-- PROVIDED RECORDS follows --

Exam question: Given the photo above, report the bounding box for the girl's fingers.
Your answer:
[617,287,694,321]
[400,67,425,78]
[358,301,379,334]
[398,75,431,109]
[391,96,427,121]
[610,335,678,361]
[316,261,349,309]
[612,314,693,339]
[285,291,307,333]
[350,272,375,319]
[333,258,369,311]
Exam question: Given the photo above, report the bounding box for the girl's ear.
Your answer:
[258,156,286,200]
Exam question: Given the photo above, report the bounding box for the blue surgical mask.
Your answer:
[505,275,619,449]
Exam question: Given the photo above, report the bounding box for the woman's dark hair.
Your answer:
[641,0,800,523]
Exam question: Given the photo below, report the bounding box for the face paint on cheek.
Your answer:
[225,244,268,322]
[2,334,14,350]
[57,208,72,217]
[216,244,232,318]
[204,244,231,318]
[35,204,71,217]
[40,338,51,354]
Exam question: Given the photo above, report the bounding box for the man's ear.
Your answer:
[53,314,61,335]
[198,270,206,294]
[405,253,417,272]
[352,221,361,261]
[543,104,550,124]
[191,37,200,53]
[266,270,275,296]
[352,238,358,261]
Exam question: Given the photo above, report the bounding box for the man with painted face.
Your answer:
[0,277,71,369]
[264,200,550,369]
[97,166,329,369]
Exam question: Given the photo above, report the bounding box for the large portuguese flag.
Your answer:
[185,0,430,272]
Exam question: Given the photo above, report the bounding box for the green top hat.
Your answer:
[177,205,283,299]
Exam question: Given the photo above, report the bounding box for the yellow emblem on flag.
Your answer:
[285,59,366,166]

-- PROVIDED RECORDS concluded --

**WHAT YOU ARE ASKED TO DO:**
The required output is an exact retyping of the lines from the one that contains "large portuguese flag." through the last line of the material above.

**WRITTEN ANSWER:**
Exam question: Given the photo above, report the bounding box for the large portuguese flag.
Your answer:
[185,0,430,272]
Exam question: Given the photo above, report the bounding box for the green top hat.
Your answer:
[177,205,283,299]
Exam question: Given the photo above, report the bounding box for the yellow emblem on flag.
Your answer:
[285,59,366,166]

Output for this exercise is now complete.